§ **Passage to read**
S40 is much more heavily lubricated, and has less cut, so inherently will make it easier to finish down hologram-free on rotary; even with the Scholl Orange pads. I'd still suggest the Scholl orange with these as my first pick, but if you'd like a softer/more forgiving pad, I'd try and hunt down some Rupes White _rotary_ finishing pads. The sizes are limited, but they're a perfect pairing with S40. They have less cut, and are more forgiving than the Scholl Orange to imperfect machine balance/pressure control. The Scholl Black Waffle is a little too open-pore for S40. S30+, though, with a fairly heavy prime... The Black Waffles might help, and give you similar cut to S40 on the Scholl Orange. The black waffles are really nice pads with the right polishes.

Hope this helps...

- Steampunk


----------



## Yellow Dave (Apr 5, 2011)

Thanks for that. Yes on rotary. 

Always felt like s30 on the orange pad to feel like it’s drying too quick. Had decent results once I switched to the black waffle pad with it. On the orange pad would occasionally spritz water onto the panel as I would with gtechniq p1 just to let it finish down. 

I’ve not used s40 yet but was considering it, but having started trying Carpro essence as a finishing polish I’m less inclined to buy a new compound. The dogs recently got hold of my 2 black waffle pads and tore them apart so wondering if it was worth changing.


----------



## Steampunk (Aug 11, 2011)

My guess is it was mostly not priming the pad heavily enough, but also maybe a little bit that the orange pad isn't as forgiving as less aggressive/softer pads. 

Don't spritz Scholl. This just weakens the lubricant that you need to help isolate the abrasive/swarf. Black waffle will forgive that more than the orange because it cuts less, but the ideal solution is to prime the orange more, and really get in the zone with feeling the friction of the pad to always keep it in its equilibrium point.

§ **Records supplied**
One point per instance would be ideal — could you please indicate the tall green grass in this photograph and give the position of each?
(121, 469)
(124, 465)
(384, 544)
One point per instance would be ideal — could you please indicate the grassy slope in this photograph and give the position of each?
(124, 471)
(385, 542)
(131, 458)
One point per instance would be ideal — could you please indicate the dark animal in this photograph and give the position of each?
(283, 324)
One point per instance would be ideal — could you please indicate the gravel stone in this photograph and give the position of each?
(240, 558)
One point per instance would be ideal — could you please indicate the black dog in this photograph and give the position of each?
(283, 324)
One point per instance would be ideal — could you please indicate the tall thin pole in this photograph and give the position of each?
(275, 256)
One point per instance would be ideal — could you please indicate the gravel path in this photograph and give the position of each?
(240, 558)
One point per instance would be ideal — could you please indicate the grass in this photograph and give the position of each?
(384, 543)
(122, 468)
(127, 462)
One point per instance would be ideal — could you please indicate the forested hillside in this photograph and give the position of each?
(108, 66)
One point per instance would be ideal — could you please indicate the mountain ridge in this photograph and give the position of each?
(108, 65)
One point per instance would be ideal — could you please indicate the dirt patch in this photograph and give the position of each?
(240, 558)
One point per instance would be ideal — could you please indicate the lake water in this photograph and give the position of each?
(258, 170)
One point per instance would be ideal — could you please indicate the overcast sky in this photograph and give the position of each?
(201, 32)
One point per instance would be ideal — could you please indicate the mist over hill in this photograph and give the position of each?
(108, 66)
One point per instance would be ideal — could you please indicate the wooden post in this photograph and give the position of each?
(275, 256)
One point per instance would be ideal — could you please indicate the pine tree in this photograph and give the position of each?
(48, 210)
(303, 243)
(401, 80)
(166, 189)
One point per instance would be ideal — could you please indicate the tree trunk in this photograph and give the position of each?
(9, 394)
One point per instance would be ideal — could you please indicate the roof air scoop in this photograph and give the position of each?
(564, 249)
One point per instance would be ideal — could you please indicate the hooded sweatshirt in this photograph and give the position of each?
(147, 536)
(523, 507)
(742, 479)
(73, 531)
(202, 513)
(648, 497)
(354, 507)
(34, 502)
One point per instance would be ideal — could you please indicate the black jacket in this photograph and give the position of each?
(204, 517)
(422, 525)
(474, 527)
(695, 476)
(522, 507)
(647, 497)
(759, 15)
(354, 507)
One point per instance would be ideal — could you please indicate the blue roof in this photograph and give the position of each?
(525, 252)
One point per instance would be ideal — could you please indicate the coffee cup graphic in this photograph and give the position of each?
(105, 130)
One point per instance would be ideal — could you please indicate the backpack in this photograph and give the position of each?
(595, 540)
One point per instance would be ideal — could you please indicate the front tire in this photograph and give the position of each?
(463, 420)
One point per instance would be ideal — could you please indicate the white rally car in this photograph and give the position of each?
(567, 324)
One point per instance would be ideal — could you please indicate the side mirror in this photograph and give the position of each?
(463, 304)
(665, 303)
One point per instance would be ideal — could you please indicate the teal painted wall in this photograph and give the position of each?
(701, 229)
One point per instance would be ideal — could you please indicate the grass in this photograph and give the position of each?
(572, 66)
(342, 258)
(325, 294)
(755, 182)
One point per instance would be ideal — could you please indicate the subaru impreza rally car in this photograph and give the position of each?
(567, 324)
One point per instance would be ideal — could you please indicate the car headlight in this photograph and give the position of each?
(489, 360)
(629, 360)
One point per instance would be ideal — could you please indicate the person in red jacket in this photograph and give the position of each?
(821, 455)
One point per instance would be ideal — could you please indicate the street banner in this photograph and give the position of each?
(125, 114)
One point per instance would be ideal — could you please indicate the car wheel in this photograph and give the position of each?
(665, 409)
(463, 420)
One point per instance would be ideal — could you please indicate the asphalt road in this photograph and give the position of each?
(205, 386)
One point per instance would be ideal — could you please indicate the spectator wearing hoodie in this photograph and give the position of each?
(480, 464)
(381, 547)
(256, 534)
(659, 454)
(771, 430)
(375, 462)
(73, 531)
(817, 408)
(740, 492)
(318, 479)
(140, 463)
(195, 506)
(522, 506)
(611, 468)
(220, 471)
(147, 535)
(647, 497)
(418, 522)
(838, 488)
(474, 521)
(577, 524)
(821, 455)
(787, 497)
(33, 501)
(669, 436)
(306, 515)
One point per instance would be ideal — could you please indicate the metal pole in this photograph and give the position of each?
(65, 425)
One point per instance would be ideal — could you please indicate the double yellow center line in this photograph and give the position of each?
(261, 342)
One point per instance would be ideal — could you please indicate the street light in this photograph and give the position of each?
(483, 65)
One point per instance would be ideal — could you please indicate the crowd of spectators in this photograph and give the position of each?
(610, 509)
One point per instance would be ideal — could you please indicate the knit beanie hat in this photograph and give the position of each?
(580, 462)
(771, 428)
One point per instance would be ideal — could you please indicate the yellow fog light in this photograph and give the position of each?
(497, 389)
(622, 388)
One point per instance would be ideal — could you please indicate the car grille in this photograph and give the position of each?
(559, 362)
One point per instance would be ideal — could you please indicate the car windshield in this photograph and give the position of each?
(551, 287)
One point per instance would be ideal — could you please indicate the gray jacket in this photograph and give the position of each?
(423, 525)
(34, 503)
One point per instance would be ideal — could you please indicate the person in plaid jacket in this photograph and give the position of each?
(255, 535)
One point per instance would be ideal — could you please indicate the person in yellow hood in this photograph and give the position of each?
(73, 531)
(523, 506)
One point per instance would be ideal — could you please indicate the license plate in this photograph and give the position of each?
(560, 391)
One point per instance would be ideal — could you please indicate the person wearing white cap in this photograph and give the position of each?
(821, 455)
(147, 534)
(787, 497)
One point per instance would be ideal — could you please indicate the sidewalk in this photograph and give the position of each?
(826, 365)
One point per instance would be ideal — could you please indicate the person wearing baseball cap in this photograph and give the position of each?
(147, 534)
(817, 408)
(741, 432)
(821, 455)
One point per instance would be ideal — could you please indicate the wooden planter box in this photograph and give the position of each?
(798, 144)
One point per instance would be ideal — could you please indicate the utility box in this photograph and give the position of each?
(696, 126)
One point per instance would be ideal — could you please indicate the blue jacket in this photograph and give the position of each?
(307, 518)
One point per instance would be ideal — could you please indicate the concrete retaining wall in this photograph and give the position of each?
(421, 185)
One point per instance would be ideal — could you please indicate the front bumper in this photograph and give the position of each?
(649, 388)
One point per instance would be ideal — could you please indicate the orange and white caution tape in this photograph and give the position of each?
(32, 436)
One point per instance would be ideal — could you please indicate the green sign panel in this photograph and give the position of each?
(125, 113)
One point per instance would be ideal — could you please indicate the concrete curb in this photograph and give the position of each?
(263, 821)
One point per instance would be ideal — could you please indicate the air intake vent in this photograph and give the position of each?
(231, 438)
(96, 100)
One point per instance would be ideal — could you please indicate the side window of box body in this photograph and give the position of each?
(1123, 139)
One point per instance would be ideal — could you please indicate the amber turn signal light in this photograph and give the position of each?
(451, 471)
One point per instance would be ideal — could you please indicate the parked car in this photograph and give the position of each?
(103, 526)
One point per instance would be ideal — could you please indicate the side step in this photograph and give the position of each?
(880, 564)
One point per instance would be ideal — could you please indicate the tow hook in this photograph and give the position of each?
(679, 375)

§ **Requirements**
Continue the forum thread on polishing pads and Scholl compounds from where it stops.

§ **Task response**
Is it worth changing? Sounds like part of what you're dealing with can be solved with technique... However, you've reached the dilemma point of "Do I put time into my technique, or do I simply get the product that suits my existing technique better?"... 

CarPro Reflect, if you're looking for a pure polish, has almost as much cut as S30+, and is wonderful on rotary providing your climate is either indoor/HVAC controlled or temperate. Works really nice with the Scholl Black Waffles, which are really forgiving, and is a great combo with Reflect... Honestly, I like Reflect a bit more on rotary, providing your climate conditions let it work well. Again, you need to prime it a bit more than some (Especially on open cell like the Scholl Black Waffle), but with the right technique it provides an amazing finish. 

If you want a really easy rotary finishing polish, I'm a fan of M205... Just work it with no pressure over a long cycle, rather than more pressure over a short cycle, like Scholl. Forgiving of climate. Much better finish on rotary than on DA with this polish. Great with the Scholl Orange pad. Lovely jubbly. :buffer: 

Either are ones I prefer over S30+ on rotary... 

Hope this helps...

- Steampunk


----------



## Yellow Dave (Apr 5, 2011)

I’ve got fixer and reflect but never used them that much, preferring the Scholl polishes. Likewise already have the scholl orange pads. 

Think I’ll get more black waffle pads and then I can try the different combos as well as work on my technique more


----------



## Marcinzsosnowca (May 13, 2019)

:newbie:


Steampunk said:


> I'll assume we're talking rotary?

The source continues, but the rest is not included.